What is needed >>
Beginning at the line containing "the green copper" and continuing to the end of the records below, give each line again exactly as it stands, and only those lines.

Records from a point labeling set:
# # # #
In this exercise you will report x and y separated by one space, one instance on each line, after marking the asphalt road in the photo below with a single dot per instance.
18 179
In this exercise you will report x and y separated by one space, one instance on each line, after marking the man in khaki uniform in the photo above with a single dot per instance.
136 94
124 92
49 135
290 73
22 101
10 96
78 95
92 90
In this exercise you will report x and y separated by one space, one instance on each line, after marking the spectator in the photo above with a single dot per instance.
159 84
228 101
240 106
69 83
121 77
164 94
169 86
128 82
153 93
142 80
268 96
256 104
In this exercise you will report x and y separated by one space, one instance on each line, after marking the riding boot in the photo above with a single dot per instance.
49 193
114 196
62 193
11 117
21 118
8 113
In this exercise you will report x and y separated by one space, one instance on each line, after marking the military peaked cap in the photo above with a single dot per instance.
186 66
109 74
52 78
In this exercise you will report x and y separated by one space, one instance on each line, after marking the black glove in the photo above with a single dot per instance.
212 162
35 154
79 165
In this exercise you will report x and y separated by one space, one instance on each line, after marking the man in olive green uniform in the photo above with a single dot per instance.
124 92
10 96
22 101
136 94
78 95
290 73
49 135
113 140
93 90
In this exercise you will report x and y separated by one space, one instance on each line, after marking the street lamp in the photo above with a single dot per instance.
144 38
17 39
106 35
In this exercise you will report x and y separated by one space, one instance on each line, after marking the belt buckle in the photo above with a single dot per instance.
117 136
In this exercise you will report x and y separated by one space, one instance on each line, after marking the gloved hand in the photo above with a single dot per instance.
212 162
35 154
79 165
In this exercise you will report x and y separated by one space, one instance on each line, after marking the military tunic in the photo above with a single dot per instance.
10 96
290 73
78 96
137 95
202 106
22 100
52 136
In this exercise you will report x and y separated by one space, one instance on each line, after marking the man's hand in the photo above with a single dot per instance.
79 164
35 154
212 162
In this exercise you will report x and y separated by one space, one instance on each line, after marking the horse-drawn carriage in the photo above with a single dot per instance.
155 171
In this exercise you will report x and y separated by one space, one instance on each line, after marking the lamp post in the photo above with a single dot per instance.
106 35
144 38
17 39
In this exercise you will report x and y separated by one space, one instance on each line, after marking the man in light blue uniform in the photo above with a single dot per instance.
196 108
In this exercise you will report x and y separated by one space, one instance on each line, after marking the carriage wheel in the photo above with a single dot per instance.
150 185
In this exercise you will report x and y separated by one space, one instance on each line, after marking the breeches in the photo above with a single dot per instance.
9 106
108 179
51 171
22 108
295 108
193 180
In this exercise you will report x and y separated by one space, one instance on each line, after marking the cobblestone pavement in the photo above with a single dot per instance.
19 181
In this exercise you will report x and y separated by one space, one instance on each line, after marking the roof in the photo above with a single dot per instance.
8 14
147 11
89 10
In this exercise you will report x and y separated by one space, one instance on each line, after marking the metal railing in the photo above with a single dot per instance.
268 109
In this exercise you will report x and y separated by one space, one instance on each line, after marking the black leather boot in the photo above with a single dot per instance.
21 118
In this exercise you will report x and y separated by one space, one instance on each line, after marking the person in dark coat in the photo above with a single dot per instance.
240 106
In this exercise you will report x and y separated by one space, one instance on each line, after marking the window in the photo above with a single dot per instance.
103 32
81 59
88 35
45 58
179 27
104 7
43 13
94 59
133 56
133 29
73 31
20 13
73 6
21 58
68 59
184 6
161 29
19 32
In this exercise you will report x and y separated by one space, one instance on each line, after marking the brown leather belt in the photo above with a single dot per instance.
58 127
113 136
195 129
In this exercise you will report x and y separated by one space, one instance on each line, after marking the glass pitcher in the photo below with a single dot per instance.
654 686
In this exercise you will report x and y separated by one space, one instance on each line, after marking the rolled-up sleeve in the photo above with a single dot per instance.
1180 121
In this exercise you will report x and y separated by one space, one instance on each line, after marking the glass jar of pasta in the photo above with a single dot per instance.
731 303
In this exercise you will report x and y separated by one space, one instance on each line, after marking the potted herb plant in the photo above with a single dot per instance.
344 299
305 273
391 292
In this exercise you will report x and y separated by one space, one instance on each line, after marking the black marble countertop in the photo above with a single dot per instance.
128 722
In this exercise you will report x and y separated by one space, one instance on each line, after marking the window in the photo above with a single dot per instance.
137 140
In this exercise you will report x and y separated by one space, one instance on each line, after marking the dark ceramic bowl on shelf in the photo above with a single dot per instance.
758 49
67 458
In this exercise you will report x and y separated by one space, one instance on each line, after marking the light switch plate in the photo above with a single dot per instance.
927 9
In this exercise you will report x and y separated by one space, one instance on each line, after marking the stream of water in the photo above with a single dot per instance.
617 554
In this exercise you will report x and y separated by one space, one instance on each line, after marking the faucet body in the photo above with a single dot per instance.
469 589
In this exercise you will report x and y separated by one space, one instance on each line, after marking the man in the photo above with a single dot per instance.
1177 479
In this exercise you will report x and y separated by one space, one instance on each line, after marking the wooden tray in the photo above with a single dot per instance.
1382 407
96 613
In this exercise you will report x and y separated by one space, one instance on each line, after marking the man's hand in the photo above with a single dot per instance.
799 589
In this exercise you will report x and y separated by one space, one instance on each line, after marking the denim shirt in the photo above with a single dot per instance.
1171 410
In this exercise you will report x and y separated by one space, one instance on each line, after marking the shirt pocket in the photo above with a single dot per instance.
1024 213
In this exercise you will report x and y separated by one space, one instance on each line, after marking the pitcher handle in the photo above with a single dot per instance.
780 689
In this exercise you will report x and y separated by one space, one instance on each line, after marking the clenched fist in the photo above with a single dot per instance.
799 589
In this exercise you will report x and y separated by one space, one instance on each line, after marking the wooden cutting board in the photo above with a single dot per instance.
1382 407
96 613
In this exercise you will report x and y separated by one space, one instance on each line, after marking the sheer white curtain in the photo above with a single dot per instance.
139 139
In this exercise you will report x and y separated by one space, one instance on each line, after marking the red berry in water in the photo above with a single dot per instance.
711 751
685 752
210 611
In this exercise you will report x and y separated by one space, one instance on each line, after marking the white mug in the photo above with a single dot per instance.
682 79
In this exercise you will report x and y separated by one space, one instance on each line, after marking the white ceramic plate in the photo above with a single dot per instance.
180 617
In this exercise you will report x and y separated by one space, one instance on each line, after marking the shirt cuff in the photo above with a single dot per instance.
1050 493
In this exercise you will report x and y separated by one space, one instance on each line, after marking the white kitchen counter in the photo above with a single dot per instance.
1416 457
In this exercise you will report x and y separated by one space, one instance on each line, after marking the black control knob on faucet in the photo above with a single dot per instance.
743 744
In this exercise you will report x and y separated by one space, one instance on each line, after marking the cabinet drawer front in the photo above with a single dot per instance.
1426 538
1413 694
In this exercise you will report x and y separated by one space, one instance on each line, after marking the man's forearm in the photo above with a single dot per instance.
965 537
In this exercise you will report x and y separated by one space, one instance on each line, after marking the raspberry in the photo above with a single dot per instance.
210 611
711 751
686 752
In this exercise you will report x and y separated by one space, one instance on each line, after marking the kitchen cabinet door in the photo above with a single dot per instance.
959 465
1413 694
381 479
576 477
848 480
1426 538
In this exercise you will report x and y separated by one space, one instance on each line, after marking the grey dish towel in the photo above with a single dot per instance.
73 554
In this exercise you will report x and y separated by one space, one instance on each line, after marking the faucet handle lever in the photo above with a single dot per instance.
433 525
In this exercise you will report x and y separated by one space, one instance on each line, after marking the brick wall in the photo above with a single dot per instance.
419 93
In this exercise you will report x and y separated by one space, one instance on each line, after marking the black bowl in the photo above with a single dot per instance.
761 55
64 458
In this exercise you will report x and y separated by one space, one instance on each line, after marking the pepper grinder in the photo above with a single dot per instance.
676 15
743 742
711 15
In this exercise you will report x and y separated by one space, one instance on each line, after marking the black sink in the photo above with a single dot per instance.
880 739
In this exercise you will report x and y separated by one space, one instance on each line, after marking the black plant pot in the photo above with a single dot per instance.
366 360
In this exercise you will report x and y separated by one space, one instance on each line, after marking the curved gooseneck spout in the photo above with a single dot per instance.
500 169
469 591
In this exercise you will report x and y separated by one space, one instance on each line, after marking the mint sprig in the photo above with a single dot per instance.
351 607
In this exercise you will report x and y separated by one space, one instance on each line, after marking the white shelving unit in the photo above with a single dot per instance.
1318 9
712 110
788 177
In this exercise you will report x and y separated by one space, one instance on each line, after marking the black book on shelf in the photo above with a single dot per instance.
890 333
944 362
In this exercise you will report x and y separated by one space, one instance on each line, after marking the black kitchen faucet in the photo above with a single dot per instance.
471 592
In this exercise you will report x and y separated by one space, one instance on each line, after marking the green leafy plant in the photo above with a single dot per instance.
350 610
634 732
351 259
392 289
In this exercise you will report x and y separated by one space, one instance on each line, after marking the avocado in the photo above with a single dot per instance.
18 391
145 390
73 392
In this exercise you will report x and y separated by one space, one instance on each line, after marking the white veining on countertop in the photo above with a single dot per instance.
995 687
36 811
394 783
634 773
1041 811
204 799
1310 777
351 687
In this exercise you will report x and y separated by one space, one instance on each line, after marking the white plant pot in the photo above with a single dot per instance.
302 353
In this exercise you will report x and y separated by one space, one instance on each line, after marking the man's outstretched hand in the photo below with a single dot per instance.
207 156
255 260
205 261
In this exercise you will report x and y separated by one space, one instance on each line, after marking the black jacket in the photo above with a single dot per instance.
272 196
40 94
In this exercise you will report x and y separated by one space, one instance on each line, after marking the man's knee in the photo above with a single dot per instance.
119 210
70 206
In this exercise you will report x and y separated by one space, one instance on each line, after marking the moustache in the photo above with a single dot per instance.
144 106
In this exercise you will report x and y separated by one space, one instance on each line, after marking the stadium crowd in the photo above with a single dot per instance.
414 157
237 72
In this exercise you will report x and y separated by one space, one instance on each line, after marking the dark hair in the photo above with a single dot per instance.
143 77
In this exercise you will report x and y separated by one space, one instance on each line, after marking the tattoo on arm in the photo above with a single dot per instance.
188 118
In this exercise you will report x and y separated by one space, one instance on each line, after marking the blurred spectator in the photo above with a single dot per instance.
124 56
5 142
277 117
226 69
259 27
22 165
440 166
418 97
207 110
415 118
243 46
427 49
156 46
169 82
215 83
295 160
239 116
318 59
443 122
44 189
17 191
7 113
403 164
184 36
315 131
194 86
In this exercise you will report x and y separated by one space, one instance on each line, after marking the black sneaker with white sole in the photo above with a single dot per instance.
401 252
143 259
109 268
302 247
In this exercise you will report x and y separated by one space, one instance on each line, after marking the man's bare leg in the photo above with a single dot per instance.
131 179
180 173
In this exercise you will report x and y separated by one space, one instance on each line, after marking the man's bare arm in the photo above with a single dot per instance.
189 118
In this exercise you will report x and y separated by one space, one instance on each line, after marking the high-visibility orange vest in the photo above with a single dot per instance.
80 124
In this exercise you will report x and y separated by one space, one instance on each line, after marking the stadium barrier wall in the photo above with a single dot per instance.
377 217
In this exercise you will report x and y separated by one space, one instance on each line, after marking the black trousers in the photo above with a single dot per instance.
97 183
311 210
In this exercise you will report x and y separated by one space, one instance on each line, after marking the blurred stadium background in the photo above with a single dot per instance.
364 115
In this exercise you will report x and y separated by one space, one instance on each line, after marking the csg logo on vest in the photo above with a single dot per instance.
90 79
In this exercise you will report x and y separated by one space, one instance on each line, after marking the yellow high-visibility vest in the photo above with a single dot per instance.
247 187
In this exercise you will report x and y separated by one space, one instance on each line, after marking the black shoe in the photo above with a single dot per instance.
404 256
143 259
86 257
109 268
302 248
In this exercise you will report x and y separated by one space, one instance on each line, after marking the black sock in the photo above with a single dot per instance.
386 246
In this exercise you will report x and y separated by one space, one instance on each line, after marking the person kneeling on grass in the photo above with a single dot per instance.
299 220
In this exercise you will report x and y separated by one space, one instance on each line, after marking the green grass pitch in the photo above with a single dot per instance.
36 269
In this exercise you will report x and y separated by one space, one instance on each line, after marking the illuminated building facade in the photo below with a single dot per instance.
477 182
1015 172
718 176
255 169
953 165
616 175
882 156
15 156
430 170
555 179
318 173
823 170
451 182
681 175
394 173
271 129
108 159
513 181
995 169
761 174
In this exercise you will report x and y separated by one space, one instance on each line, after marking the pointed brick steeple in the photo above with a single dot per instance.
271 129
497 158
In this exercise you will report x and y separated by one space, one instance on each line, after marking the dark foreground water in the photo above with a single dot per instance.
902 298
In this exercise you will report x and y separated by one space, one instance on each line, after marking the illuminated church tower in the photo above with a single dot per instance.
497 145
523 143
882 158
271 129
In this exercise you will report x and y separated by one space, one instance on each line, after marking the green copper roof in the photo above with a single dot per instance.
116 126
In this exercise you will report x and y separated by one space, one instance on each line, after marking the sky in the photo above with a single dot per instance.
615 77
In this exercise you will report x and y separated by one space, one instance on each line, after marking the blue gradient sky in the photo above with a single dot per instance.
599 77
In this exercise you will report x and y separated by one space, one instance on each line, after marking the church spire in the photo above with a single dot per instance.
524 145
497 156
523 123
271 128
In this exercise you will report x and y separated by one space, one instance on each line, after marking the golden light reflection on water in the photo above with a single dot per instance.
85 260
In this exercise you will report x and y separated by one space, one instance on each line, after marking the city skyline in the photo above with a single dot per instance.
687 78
# # # #
Result below >>
In this exercise you will report x and y separated by one space, one instance on each line, after marking the green copper roof in the photo above with a single dot per instance.
116 126
In this exercise you will report x and y separated by one space, one instance on each line, after marking the sky in the photo above with a single dot per instance.
615 77
In this exercise you will report x and y separated by one space, one instance on each line, after marking the blue gradient sky in the photo above with a single dot per instance.
599 77
In this exercise you will report x and y separated by one space, one instance on each line, after marking the church spire in the photo above with a single dot per instance.
524 145
497 156
523 123
271 128
In this exercise you will report x and y separated by one space, one instance on each line, after marking the golden light reflection on water in the photo above with a single dot per instance.
85 260
In this exercise you will report x and y separated by one space, one instance on each line, after marking the city skyline in the photo above with a single dot per instance.
687 78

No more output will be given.